Tasks for this exercise ->
a - Check each statement below against the Flaming Pie passage, answering yes or no and quoting the exact words of the passage that decide it. (i) Flaming Pie was released by Capitol Records in the UK. (ii) James McCartney plays electric guitar on the album. (iii) Two songs on the album date from 1992.
b - Extend the Flaming Pie passage, picking up after its final sentence.

Text passage ->
Studio album by Paul McCartney
- Released: 5 May 1997
- Recorded: 3 September 1992 ("Calico Skies" and "Great Day"); 22 February – 11 May 1995; 1 November 1995 – 14 February 1997
- Studio: Abbey Road, London; AIR, London; Sun Valley, Idaho; Hogg Hill Mill, Icklesham;
- Genre: Rock
- Length: 53:47
- Label: Parlophone (UK); Capitol (US);
- Producer: Paul McCartney (all tracks); Jeff Lynne (tracks 1, 2, 7, 8, 10–13); George Martin (tracks 6, 14);

Paul McCartney chronology
| Strawberries Oceans Ships Forest (1993) | Flaming Pie (1997) | Standing Stone (1997) |

Paul McCartney studio album chronology
| Off the Ground (1993) | Flaming Pie (1997) | Run Devil Run (1999) |

Singles from Flaming Pie
- "Young Boy" Released: 8 April 1997; "The World Tonight" Released: 6 May 1997; "Beautiful Night" Released: 15 December 1997;

= Flaming Pie =

Flaming Pie is the eleventh solo studio album by English musician Paul McCartney, released on 5 May 1997 by Parlophone in the UK and Capitol Records in the US. His first studio album in over four years, it was mostly recorded after McCartney's involvement in the highly successful Beatles Anthology project. The album was recorded in several locations over two years, between 1995 and 1997, featuring two songs dating from 1992.

The album featured several of McCartney's family members and friends, most notably McCartney's son, James McCartney featured on electric guitar. In Flaming Pies liner notes, McCartney said: "[The Beatles Anthology] reminded me of the Beatles' standards and the standards that we reached with the songs. So in a way it was a refresher course that set the framework for this album."

Record excerpts ->
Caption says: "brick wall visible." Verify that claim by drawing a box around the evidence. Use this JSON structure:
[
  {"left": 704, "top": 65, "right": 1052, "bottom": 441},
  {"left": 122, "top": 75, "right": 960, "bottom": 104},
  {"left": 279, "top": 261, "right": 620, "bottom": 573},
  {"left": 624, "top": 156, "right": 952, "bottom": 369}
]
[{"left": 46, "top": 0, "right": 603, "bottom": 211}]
...
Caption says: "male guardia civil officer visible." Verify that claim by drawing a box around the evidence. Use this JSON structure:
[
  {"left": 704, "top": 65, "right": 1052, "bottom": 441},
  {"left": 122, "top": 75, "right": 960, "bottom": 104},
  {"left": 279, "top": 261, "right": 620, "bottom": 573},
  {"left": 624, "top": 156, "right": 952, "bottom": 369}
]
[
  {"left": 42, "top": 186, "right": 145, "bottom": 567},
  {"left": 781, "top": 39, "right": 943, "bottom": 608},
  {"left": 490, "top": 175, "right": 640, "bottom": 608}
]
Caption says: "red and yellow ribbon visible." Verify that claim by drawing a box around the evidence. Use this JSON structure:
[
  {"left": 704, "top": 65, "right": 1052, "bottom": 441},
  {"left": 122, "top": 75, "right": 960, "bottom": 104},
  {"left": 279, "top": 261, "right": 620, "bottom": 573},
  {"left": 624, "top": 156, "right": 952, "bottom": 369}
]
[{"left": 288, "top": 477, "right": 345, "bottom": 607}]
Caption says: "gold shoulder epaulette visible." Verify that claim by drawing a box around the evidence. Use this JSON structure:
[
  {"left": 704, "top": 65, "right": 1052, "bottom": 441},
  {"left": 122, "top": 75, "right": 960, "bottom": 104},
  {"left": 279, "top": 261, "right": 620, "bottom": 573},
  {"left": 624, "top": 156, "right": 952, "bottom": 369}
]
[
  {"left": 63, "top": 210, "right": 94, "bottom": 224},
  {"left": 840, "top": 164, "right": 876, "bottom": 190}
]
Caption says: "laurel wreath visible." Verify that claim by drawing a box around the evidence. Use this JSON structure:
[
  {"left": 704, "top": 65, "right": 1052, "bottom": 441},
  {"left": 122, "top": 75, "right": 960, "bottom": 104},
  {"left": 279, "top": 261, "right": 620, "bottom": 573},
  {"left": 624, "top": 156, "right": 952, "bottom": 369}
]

Exercise responses ->
a -
(i) No: "released on 5 May 1997 by Parlophone in the UK and Capitol Records in the US"
(ii) Yes: "McCartney's son, James McCartney featured on electric guitar"
(iii) Yes: "featuring two songs dating from 1992"

b -
Flaming Pie peaked at number two in both the UK and the US and was certified gold. The album, which was well received by critics, also reached the top 20 in many other countries. From its release up to mid-2007, the album sold over 1.5 million copies. The album was reissued on 31 July 2020 as a part of the Paul McCartney Archive Collection with bonus tracks, outtakes and demos.

The album is ranked number 988 in the third edition of Colin Larkin's book All-Time Top 1000 Albums (2000).

==Background==
An early version of "Beautiful Night" was recorded in 1986. Two songs hailed from a September 1992 session produced by George Martin, when McCartney was finishing his album Off the Ground (1993): "Calico Skies", (Note: "Calico Skies" was written when McCartney tried to write something similar to the Beatles' "Blackbird".) which McCartney had written when Hurricane Bob hit while he was staying on Long Island in 1991; and "Great Day", a song McCartney and his wife Linda used to perform for their young children, which features backing vocals from Linda.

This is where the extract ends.